(Your objective)
Word for word, reproduce all of the entries shown below.

========

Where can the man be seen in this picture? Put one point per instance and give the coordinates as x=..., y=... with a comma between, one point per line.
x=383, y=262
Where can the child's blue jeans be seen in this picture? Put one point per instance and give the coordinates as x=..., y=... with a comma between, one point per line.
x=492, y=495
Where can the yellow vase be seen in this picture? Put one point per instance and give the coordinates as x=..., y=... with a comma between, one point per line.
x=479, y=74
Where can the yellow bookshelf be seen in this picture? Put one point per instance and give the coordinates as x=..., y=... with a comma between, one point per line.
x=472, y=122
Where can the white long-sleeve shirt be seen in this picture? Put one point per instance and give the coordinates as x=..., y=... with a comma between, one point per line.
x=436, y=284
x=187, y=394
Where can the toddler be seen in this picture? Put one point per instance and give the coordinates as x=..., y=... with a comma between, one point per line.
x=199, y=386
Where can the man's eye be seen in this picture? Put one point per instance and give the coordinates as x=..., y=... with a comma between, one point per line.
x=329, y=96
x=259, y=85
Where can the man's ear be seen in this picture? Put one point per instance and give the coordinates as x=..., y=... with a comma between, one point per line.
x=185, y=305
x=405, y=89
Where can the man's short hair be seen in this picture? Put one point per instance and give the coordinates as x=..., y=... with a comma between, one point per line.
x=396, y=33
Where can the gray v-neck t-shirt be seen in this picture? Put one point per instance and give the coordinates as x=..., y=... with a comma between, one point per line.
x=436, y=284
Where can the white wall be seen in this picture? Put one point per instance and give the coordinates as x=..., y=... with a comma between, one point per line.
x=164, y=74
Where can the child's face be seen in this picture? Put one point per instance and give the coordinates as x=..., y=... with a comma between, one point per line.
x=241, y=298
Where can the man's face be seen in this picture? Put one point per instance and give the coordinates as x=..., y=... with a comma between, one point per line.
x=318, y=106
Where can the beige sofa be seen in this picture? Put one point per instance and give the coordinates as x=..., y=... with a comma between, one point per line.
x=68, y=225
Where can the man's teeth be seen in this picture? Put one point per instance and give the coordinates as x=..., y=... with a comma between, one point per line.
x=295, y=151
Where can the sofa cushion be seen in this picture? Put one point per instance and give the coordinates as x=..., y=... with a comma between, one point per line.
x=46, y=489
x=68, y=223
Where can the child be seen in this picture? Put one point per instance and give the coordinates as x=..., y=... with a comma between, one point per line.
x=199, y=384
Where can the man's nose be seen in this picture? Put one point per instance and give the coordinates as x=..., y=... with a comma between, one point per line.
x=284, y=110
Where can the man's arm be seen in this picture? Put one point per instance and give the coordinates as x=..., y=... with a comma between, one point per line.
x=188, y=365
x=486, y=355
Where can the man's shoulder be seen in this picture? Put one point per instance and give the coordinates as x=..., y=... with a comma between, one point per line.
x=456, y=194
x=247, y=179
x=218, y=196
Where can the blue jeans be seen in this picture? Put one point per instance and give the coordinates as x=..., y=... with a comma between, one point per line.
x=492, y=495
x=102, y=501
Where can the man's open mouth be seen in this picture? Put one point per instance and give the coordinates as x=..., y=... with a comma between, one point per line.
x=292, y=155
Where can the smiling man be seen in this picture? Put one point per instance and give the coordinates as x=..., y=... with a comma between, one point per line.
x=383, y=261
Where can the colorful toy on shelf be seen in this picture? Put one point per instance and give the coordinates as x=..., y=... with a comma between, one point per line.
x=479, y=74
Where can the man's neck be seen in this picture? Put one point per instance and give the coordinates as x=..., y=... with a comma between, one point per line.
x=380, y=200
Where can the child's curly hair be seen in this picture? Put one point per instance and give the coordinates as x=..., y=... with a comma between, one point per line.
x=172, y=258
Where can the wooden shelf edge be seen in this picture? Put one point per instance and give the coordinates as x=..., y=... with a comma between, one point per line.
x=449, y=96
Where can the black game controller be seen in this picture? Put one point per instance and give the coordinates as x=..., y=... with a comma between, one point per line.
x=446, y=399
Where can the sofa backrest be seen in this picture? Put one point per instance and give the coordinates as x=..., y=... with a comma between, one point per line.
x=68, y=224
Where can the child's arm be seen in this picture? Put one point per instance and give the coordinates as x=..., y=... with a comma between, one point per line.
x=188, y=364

========

(Result)
Where can the man be seen in this picture? Put one point per instance and give the coordinates as x=..., y=... with a comma between, one point per line.
x=383, y=262
Where can the child's blue jeans be seen in this picture? Put one point per instance and give the coordinates as x=..., y=... with a comma between, one point per line.
x=492, y=495
Where can the yellow vase be seen in this picture? Put one point per instance and give the coordinates as x=..., y=... with a comma between, one point per line.
x=479, y=74
Where can the yellow bookshelf be seen in this picture? Put one point per instance and give the coordinates as x=..., y=... with a comma between, one point per line.
x=472, y=122
Where can the white long-sleeve shirt be seen in this picture? Put one point per instance and give the coordinates as x=..., y=... with a comma between, one point per line.
x=436, y=284
x=187, y=394
Where can the toddler be seen in this picture? Put one point per instance and give the coordinates as x=..., y=... with a comma between, one point per line.
x=199, y=386
Where can the man's eye be seen in this picture? Put one point per instance and give the coordinates as x=..., y=... with a comma between, one point per line.
x=329, y=96
x=259, y=85
Where can the man's ear be seen in this picture? Put one point per instance and give the coordinates as x=..., y=... with a comma between, one point per line.
x=185, y=305
x=405, y=89
Where can the man's short hair be seen in this picture? Put one point per instance and give the coordinates as x=..., y=... with a comma between, one point per line.
x=396, y=33
Where can the gray v-neck t-shirt be seen in this picture? Put one point per instance and give the coordinates as x=..., y=... with a comma between, one point per line.
x=436, y=284
Where can the white wall be seen in this picture? Put one point per instance and give the coordinates as x=..., y=... with a comma between, one point per line.
x=164, y=74
Where can the child's face be seen in this picture? Put one point per instance and give the coordinates as x=..., y=... with a comma between, one point per line.
x=241, y=298
Where can the man's face be seen in this picture? Put one point per instance and give the coordinates as x=..., y=... with a comma between, one point per line.
x=318, y=106
Where can the beige sofa be seen in this picture? Put one point per instance and give the coordinates as x=..., y=... with a comma between, one point per line.
x=68, y=225
Where can the man's teeth be seen in this picture? Put one point per instance and give the coordinates as x=..., y=... with a comma between, one point per line.
x=295, y=151
Where can the sofa cushion be seen in this picture? Put one point per instance and give the coordinates as x=..., y=... with a comma between, one point per line.
x=46, y=489
x=68, y=223
Where can the child be seen in this picture? Put one point per instance and give the coordinates as x=..., y=... with a comma between, one point per line.
x=199, y=384
Where can the man's nose be seen in this picture? Put one point per instance and give the coordinates as x=..., y=... with a comma between, one point per line.
x=284, y=110
Where can the man's arm be seen in this picture? Put one point per instance and give the coordinates as x=..., y=... with a comma between, one point per line.
x=188, y=365
x=486, y=355
Where can the man's shoulder be seen in this picture? Put one point per instance and give the coordinates as x=..., y=... with a comma between, one point per line.
x=456, y=194
x=247, y=179
x=218, y=196
Where can the blue jeans be seen in this picture? Put one point per instance and give the coordinates as x=..., y=... with a comma between, one point per line.
x=492, y=495
x=102, y=501
Where can the man's open mouth be seen in this picture? Put one point per instance and give the coordinates as x=..., y=... with a comma between, one point per line.
x=292, y=155
Where can the smiling man be seen in this picture? Put one point per instance and give the coordinates as x=..., y=... with a comma between, one point per line.
x=383, y=261
Where can the colorful toy on shelf be seen in this picture? Put one point per instance and give the coordinates as x=..., y=... with a comma between, one point per line.
x=479, y=74
Where can the man's neck be seen in this picture? Put one point per instance and give the coordinates as x=..., y=... with a comma between, one point per line.
x=380, y=200
Where can the child's curly hair be seen in this picture? Put one point per instance and give the coordinates as x=..., y=... with a comma between, one point per line.
x=172, y=258
Where can the wooden shelf edge be seen in this picture? Put one point per instance and give the coordinates as x=..., y=... with a comma between, one point per line.
x=449, y=96
Where can the black game controller be seen in this picture? Put one point per instance and give the coordinates as x=..., y=... with a comma between, one point per line.
x=446, y=399
Where can the sofa backrest be seen in this picture? Put one point per instance and give the coordinates as x=..., y=... with a comma between, one point per line.
x=68, y=224
Where can the child's arm be seen in this picture? Put one point per instance and give the coordinates as x=..., y=... with a comma between, one point per line.
x=188, y=364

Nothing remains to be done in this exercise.